Kembali ke Pak Satpam, seraya menggosok-gosok batu cincinnya, ia mengeluhkan harga-harga yang naik dampak BBM. Ujung-ujungnya pak satpam mau minjam duit: 500rb. Anaknya mau ambil raport, biasanya ada sumbangan atau biaya-biaya tak terduga, alasannya. Saling pandang-pandangan kamipun saling lirik dan mengiyakan kalo tuh duit 200ribu kasih ke pak Satpam aja. Pak satpam gak mau begitu aja menerima kebaikan, ia bilang hutang kok, bukan minta. Sebagai wong kere, kami salut akan kekayaannya. Mentalnya bukan mental orang kere, dia mau minjam bukan minta katanya. Ya sudah kami juga bukan mau minjamin, kami mau ngasi amal....begitu kalo gak mau disebut 'Sedekah'. Takut pak satpam lebih tersinggung dibilang sedekah. Dengan sigap ia mencopot cincin dijari tangannya dan memberikan kepada saya. Ini beli cincin saya aja ya pak, silakan bapak mau pake atau bapak mau jual, tapi pesan saya jangan dikasi ke orang lagi. Dijual boleh, dipake boleh tapi jangan dikasih ke orang pesannya.

________________________________________

Tuliskan lanjutan cerita tentang Pak Satpam dan batu cincinnya, mulai setelah kalimat terakhir. Data yang menyertai tidak perlu digunakan.

■ **DATA YANG DIBERIKAN**
________________________________________

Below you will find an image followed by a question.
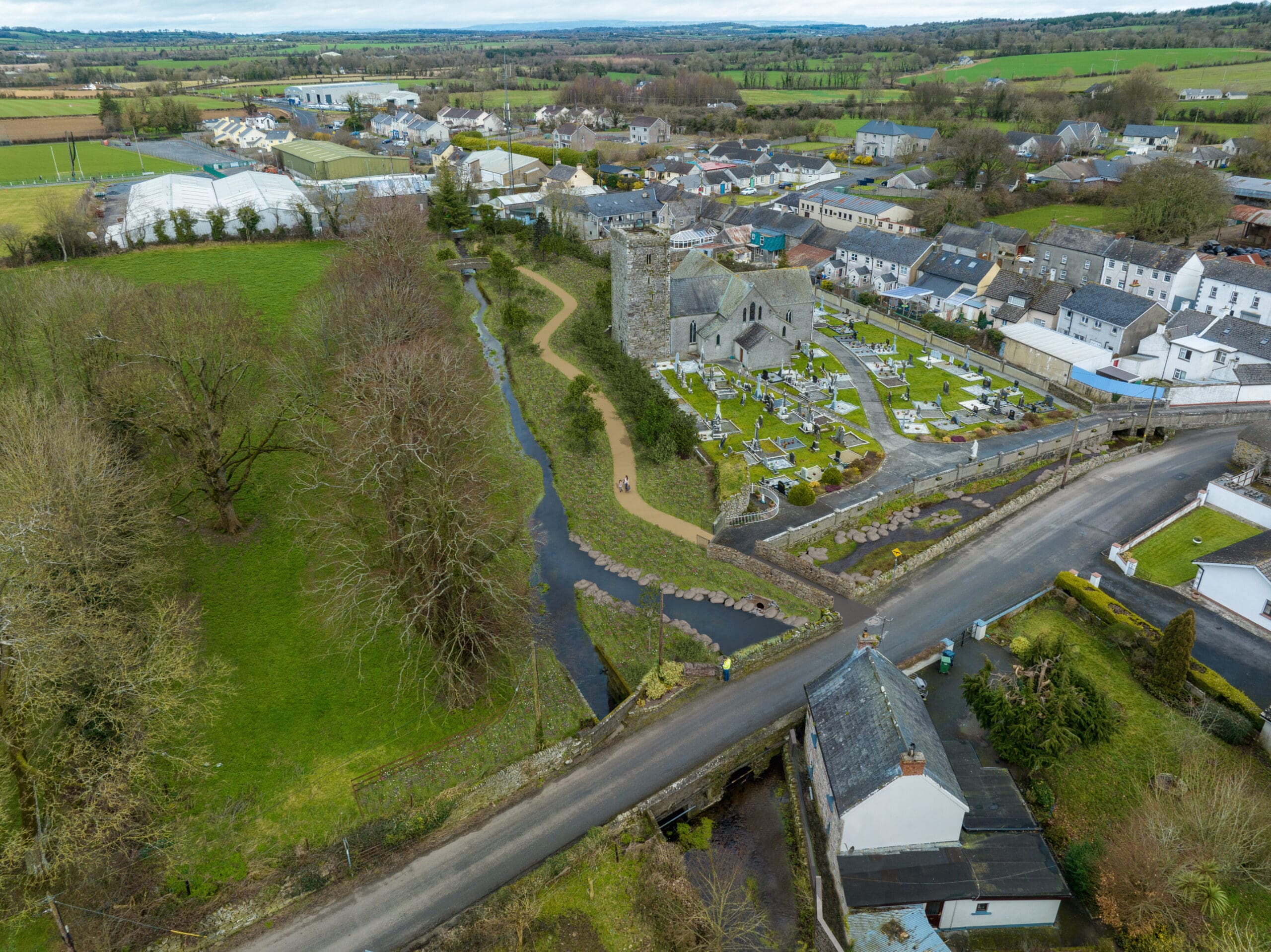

________________________________________

■ **HASIL LATIHAN**
Duh berat amat pak satpam, cincin kayak gini saya gak tau nilainya. Sekilas bentuk cincin sangat sederhana, ya udah saya pake aja, kebetulan itu cincin pas banget dan manis dijari saya. Rapat disudahi bahwa saya mendapatkan cincin berbatu sungai dareh diikat dengan logam yang sangat menarik, ringan dan kokoh (punya pak satpam yang aseli dari minang).
Sudah seminggu saya pake cincin sungai dareh warna hijau kristal itu. Teman saya makin banyak karena semua orang sedang senang-senangnya membicarakan batu-batu akik. Sampai satu hari seorang teman menawar cincin tersebut dengan harga 2 juta, dia memaksa dan berani membayar sisanya 3 juta lagi kalo saya berkenan. Duit dua juta langsung ditangan , 3 juta lagi menyusul.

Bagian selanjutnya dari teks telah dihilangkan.